[[ SUPPLIED MATERIAL open ]]

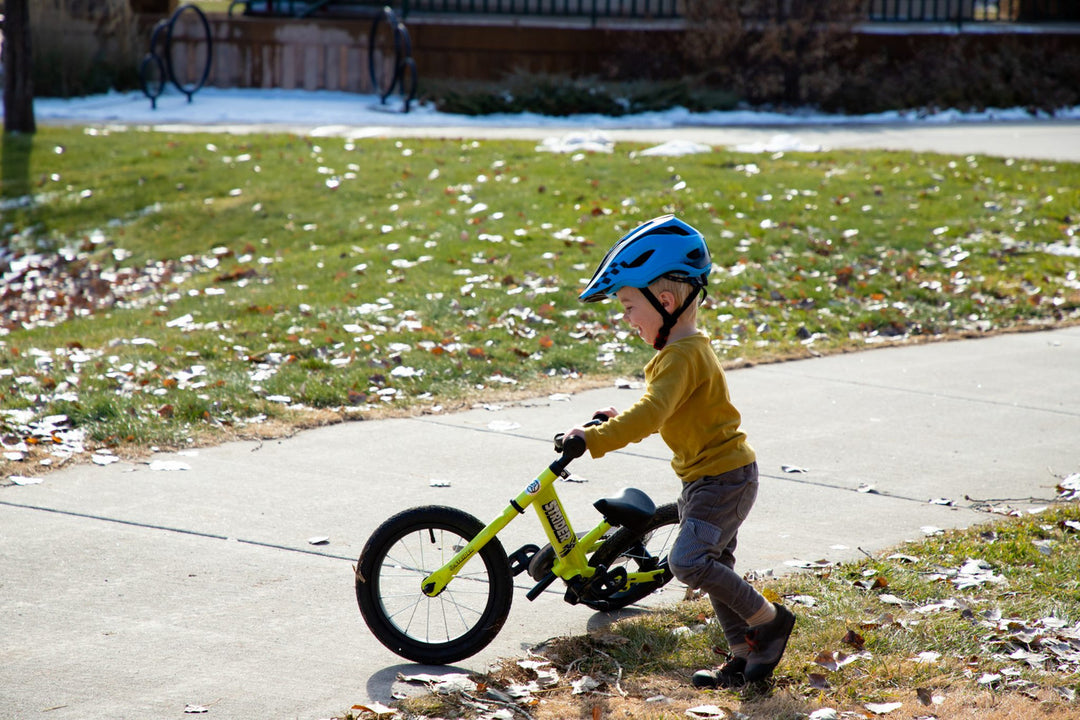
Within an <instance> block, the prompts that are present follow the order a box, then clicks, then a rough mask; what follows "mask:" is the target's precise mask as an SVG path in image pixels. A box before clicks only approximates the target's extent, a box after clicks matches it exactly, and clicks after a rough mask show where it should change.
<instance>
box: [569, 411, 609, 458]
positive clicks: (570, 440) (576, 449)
mask: <svg viewBox="0 0 1080 720" xmlns="http://www.w3.org/2000/svg"><path fill="white" fill-rule="evenodd" d="M608 420H610V418H608V416H606V415H604V413H603V412H596V413H595V415H593V419H592V420H590V421H589V422H586V423H585V427H593V426H594V425H598V424H600V423H604V422H607V421H608ZM565 435H566V433H559V434H557V435H555V452H562V453H563V458H564V459H565V460H567V461H570V460H576V459H577V458H580V457H581V456H583V454H585V441H584V440H583V439H581V438H580V437H571V438H570V439H569V440H565V439H564V438H565Z"/></svg>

[[ SUPPLIED MATERIAL closed ]]

* **REQUIRED ACTION**:
Transcribe every record above exactly as written, leaving out any pictures.

* **RESULT FOR THIS TASK**:
Within an <instance> block, the prompts that are present follow the order a box, then clicks, then a rough mask; what follows "mask:" is the target's precise mask as an SVG path in image pixels. A box before clicks only approximates the target's extent, a box after clicks matches it exactly, and clicks after a rough mask show where it should change.
<instance>
box: [569, 411, 609, 458]
positive clicks: (570, 440) (576, 449)
mask: <svg viewBox="0 0 1080 720" xmlns="http://www.w3.org/2000/svg"><path fill="white" fill-rule="evenodd" d="M608 420H610V418H608V416H606V415H604V413H603V412H596V413H595V415H593V419H592V420H590V421H589V422H586V423H585V427H593V426H594V425H598V424H600V423H604V422H607V421H608ZM565 435H566V433H559V434H557V435H555V452H562V453H563V458H564V459H565V460H567V461H570V460H576V459H577V458H580V457H581V456H583V454H585V441H584V440H583V439H581V438H580V437H571V438H570V439H569V440H565V439H564V438H565Z"/></svg>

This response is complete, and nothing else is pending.